>> Begin EXTRACTED RECORDS

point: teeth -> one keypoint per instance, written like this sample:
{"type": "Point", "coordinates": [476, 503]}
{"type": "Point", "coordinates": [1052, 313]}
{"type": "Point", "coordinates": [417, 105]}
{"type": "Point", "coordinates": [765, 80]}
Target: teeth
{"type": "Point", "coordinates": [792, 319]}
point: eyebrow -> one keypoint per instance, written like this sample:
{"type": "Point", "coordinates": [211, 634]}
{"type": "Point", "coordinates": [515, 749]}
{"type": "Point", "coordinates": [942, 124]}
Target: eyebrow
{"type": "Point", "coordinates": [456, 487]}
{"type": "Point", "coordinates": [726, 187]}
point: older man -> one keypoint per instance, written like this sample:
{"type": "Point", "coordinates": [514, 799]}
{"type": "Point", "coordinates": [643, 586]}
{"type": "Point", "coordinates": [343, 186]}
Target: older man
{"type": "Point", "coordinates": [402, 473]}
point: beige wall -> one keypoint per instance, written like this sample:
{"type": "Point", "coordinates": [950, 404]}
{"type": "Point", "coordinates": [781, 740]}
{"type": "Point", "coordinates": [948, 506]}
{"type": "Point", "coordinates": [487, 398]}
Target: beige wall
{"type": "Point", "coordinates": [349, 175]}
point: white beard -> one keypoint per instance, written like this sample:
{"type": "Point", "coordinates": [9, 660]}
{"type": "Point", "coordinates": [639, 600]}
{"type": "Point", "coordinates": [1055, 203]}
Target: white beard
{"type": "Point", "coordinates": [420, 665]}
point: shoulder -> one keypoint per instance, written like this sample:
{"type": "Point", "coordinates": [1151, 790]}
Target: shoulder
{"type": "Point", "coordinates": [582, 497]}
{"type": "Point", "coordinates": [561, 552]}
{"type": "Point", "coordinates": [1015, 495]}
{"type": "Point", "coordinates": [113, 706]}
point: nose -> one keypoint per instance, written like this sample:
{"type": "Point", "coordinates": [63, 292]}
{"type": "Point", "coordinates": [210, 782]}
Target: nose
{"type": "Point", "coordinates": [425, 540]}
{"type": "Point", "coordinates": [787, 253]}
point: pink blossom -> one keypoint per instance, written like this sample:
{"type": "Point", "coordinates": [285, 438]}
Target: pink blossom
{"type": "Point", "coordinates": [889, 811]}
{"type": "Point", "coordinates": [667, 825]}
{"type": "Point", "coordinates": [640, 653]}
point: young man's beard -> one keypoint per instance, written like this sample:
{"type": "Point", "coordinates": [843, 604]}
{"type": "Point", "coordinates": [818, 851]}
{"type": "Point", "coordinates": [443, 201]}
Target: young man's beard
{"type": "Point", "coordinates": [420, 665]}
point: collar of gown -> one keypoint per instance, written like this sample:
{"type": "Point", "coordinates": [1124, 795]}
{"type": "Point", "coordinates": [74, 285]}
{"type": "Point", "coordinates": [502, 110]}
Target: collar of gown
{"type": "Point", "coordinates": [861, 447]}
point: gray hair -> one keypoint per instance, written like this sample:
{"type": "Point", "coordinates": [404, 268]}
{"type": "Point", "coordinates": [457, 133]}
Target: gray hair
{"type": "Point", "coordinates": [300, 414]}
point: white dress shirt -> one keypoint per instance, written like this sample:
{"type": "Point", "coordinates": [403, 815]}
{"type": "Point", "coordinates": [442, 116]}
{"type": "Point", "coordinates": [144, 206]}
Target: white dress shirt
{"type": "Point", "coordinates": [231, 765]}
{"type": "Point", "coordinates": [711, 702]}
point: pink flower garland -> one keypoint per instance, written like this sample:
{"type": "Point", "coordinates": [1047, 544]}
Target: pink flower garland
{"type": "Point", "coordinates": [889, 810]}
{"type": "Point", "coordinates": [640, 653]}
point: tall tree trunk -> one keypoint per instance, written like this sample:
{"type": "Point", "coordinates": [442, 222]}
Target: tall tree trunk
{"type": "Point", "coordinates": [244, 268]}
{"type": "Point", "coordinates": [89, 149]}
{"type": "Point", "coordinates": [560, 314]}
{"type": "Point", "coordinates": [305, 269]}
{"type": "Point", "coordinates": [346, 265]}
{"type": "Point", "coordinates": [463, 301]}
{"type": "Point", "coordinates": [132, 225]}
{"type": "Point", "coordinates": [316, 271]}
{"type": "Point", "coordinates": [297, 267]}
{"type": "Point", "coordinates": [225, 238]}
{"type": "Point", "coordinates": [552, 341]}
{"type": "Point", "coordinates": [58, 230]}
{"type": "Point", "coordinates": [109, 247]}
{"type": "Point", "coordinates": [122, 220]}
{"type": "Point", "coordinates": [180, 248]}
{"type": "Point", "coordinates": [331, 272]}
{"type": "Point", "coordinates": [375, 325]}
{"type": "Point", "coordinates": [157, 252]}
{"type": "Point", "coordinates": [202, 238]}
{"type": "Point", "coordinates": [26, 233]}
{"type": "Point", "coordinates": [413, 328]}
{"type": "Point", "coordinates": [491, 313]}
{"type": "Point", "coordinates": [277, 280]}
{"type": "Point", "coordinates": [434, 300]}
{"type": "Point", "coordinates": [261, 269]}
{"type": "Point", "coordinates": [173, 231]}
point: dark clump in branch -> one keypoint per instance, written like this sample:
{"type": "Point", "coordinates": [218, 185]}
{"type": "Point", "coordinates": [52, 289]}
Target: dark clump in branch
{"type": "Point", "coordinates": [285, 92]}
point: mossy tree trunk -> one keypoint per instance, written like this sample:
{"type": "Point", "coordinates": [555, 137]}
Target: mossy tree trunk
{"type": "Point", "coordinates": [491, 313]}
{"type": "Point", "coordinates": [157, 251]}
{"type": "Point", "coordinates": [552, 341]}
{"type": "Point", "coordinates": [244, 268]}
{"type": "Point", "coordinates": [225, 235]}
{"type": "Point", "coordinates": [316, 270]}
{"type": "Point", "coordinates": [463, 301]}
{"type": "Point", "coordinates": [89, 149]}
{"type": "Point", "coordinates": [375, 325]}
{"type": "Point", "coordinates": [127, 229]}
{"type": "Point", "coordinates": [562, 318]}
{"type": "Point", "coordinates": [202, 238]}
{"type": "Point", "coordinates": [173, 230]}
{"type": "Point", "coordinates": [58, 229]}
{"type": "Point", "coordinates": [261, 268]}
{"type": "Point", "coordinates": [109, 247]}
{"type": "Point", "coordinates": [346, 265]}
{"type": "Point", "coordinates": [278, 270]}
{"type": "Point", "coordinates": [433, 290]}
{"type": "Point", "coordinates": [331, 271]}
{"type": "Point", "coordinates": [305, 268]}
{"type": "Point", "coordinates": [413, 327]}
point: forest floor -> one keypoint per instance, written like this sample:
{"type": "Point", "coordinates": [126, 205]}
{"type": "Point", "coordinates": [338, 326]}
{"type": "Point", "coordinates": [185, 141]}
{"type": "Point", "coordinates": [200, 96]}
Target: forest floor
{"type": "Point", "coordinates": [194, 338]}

>> End EXTRACTED RECORDS

### OBJECTIVE
Only the lines from the one that contains "point: dark clump" through the last line should be repeated, each exactly as it stands, with both ends included.

### FINISHED ANSWER
point: dark clump in branch -> one keypoint per instance, written like this sample:
{"type": "Point", "coordinates": [218, 185]}
{"type": "Point", "coordinates": [52, 289]}
Target: dark clump in branch
{"type": "Point", "coordinates": [285, 92]}
point: mossy tree trunk -> one keypoint per instance, written like this sample:
{"type": "Point", "coordinates": [555, 137]}
Target: mossy tree trunk
{"type": "Point", "coordinates": [491, 313]}
{"type": "Point", "coordinates": [157, 251]}
{"type": "Point", "coordinates": [552, 341]}
{"type": "Point", "coordinates": [244, 268]}
{"type": "Point", "coordinates": [225, 235]}
{"type": "Point", "coordinates": [316, 270]}
{"type": "Point", "coordinates": [463, 301]}
{"type": "Point", "coordinates": [89, 149]}
{"type": "Point", "coordinates": [375, 325]}
{"type": "Point", "coordinates": [127, 229]}
{"type": "Point", "coordinates": [562, 318]}
{"type": "Point", "coordinates": [202, 238]}
{"type": "Point", "coordinates": [173, 230]}
{"type": "Point", "coordinates": [58, 229]}
{"type": "Point", "coordinates": [261, 268]}
{"type": "Point", "coordinates": [109, 247]}
{"type": "Point", "coordinates": [346, 265]}
{"type": "Point", "coordinates": [278, 270]}
{"type": "Point", "coordinates": [433, 290]}
{"type": "Point", "coordinates": [331, 271]}
{"type": "Point", "coordinates": [305, 268]}
{"type": "Point", "coordinates": [413, 327]}
point: forest floor -> one keypoint per instance, written like this sample:
{"type": "Point", "coordinates": [126, 205]}
{"type": "Point", "coordinates": [338, 326]}
{"type": "Point", "coordinates": [185, 141]}
{"type": "Point", "coordinates": [200, 96]}
Target: forest floor
{"type": "Point", "coordinates": [194, 338]}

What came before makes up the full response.